Text Start Marker

Will it roll ?
Learning environment property through action

Francois Chu

The idea for this project is to study what a robot can learn by itself when it only relies on its own senses and motor system. What kind of property can it learn, if it is limited by a black and white camera and a single arm ? Would it develop the same approach of spatiality if experienced through the sense of touch or through a stereoscopic vision system. In this project, we focused specifically on the property of rollability. We want to study if the robot can differentiate a rollable object from a non rollable one, not only by watching at them but also by interacting with them, since the rollability property is intrinsically a movement property than cannot be observed on still images (human can do it because they have several years experience with cubes and balls!).

This page present my project results for 15-494 Cognitive Robotics, taught by Dave Touretzky, by giving a brief description of the model I wanted to implement, the actual implementation, and some results and additional ideas.

Theoretical model

This problem can be expressed with the following model: we want to describe how a robot can attribute a property to what he describes as an object by interacting with the environment.

If the robot can use a video camera, he can then understand some static property:

With a black and white camera and an arm, he can understand the notion of compressibility, but cannot anymore grasps the idea of color.

In this project, we want to study a robot that learns the property of rollability, as a proof of concept of the ability of a robot acquiring knowledge by itself.

Implementation

The general architecture of the main behavior reproduces the theoretical structure presented above. The states in the following sequence alternate between the input, the output and the process of information. The behavior can be divided in 2 main components :

Search and alignment: the Chiara robot is looking for the object to test, and move toward its target to align its body and its arm properly in order to perform the action.
Action, feedback and decision: when the alignement condition is met, the action is performed, and a sequence of frame are recorded. Then, based on the variation of the object blob area, the Decider concludes if the object can roll or not.

Text End Marker
Given information Start Marker

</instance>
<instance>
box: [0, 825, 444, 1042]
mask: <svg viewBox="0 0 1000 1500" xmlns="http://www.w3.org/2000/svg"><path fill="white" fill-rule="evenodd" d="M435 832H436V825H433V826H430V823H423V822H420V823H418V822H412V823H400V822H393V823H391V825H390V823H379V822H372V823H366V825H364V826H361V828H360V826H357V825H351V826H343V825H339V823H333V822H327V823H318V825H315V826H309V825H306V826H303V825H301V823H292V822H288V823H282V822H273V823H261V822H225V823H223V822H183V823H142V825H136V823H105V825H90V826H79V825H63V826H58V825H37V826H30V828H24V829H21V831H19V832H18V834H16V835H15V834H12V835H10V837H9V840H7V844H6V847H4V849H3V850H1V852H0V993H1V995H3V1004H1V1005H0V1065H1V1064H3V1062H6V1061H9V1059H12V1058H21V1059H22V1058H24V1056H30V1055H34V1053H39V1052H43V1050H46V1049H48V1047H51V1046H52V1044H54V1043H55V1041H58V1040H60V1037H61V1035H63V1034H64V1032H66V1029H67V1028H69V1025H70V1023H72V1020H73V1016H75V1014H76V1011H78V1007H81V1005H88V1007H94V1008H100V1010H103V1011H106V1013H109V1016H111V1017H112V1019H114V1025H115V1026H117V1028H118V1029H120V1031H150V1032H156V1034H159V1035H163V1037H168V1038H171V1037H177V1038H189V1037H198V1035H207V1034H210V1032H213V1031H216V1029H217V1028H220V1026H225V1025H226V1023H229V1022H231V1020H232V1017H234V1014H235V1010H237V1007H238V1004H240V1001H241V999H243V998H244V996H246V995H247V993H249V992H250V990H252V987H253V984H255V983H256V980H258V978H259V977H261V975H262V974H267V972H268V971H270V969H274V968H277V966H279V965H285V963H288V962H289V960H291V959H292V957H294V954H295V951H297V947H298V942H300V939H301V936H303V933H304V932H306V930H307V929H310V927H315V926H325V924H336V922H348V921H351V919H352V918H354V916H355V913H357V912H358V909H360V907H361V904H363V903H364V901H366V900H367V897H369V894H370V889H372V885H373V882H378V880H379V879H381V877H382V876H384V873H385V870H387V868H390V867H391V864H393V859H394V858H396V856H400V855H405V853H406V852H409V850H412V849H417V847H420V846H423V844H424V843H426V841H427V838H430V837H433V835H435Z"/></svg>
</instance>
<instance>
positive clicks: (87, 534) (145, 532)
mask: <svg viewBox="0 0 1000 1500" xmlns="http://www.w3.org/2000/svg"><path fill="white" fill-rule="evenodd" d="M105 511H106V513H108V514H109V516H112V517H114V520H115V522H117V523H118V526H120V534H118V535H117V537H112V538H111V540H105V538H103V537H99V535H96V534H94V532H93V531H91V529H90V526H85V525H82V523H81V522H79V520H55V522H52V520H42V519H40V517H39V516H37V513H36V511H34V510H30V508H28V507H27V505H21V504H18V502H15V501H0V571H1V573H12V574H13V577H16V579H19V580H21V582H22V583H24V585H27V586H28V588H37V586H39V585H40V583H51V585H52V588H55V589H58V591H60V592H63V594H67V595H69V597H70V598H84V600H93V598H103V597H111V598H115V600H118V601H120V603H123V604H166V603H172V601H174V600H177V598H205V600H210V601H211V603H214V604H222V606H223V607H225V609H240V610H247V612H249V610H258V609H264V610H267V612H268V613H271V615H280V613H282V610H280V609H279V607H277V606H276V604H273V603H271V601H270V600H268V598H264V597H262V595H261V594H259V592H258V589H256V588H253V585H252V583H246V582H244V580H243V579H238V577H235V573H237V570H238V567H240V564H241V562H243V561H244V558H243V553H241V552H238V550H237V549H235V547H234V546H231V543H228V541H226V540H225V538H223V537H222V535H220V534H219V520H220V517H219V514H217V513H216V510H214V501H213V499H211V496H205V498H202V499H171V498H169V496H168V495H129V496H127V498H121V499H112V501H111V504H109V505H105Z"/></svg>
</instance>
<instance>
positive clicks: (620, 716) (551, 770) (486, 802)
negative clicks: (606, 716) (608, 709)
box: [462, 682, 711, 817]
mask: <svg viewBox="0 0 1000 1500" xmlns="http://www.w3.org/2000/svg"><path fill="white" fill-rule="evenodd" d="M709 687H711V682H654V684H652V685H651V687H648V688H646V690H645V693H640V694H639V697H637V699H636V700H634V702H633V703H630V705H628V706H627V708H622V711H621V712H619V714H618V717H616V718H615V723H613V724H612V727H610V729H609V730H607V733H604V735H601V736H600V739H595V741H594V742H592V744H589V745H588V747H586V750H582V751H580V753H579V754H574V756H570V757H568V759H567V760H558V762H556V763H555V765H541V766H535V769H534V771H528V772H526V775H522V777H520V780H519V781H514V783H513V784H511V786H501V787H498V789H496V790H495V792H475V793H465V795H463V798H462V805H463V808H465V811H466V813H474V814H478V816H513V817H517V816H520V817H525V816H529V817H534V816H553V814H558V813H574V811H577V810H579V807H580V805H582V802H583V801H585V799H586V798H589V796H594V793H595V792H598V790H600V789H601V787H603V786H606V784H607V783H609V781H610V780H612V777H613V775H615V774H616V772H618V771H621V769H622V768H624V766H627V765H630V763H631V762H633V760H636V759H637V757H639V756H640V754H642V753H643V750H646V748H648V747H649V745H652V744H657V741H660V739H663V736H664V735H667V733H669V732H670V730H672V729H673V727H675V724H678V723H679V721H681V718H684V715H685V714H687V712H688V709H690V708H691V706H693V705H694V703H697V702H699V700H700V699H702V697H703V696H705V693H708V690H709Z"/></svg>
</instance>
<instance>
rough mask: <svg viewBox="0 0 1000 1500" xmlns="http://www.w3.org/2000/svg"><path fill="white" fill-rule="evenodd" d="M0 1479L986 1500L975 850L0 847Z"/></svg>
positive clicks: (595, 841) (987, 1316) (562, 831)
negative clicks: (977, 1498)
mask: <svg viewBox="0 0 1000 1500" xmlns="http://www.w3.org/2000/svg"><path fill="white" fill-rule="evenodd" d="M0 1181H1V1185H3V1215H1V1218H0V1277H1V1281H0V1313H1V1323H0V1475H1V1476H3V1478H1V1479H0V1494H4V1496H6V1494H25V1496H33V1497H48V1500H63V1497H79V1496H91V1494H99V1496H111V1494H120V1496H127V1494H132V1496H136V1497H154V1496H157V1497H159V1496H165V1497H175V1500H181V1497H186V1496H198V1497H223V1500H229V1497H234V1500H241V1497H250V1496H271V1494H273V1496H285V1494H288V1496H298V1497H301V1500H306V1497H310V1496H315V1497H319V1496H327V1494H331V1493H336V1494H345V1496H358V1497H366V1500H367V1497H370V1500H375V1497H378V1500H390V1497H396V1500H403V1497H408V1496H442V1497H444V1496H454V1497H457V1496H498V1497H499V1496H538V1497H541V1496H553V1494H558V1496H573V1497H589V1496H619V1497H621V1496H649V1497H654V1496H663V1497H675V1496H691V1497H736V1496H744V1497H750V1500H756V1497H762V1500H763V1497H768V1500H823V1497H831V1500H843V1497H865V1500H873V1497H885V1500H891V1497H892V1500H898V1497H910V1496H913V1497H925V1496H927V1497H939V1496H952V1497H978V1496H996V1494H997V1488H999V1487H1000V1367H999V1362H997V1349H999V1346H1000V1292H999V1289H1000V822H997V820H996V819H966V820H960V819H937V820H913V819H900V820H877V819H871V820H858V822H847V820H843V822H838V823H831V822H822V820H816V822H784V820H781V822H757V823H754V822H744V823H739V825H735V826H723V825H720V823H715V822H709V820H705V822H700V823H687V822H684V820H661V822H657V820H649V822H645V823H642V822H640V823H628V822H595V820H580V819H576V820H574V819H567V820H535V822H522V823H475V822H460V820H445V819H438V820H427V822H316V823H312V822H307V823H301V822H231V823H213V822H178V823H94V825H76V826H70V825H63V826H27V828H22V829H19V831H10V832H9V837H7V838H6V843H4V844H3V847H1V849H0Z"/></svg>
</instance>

Given information End Marker

# Prompt A
According to the robot rollability project page, what does the Decider base its conclusion on when judging whether an object can roll?
# Prompt B
Write the next part of the robot rollability project page, picking up right after its last sentence.

# Answer section A
The variation of the object blob area across the recorded frames.

# Answer section B
The Decider class, depending on the results of its algorithms, throw different SignalEvents. For instance, the loop indicated in red is activated just after an action is performed on the object, and captures the movement by computing the blob size.

Results

Here we can see the (slightly) difference of reaction between a rollable and a non rollable object:

Rollable
Non Rollable

The following video show a run of the Behavior against a rollable and a non rollable object, each focused on the robot or on the Sketch camera:

Interpretation

Although the classification is usually correct in good environment conditions, the accuracy drops significantly when these conditions are not met. There are multiple reasons for the behavior to fail classifying correctly :

Camera noise: since the behavior is based on the areas (in pixel) that are observed, noisy images can result in inaccurate input data for the Decider to operate correctly. In particular, light exposure can
Lack of precision: for the Behavior to classify correctly, the arm should be positioned precisely relatively to the target object. Since the robot doesn't have 3D vision, the object position (in the local Shape Space) is an approximation that is not precise enough to get identical object reactions. The Walk mechanism of the robot
Non included parameters: inclinaison and adherence of the floor. The robot is unaware of these parameters which certainly influences the object feedback

Conclusion & Future work

Different aspects could benefit from further improvement :

Input processing: in our example, the algorithm that predict if an object is rollable is quite simple, and was hand generated. In order to match the idea of robot learning by himself, we could change this algorithm by a clustering algorithm, which would take more features (such as SIFT descriptors, motion histogram, etc.) With time, categories of objets would maybe naturally appear.
Actions: we have so far implemented the straight push, but to increase the choice of possible tests to perform on an object, future work could try to implement different actions, such as an arm swap, or a front right leg push (which is higher than the arm push and allows torque push around the y axis). For each of these actions, we can also try different velocities.
Input sensors: with Chiara, we were limited to the camera, and to some extend to the IR sensor. What if the robot could have a touch sense, and build a sensorial representation of its environment ?

Also, this project can provide good insights for further research:

What are the sensors and the motors that enable the most expressivity for a robot to learn ?
How can the robot understand the possible actions it can do ?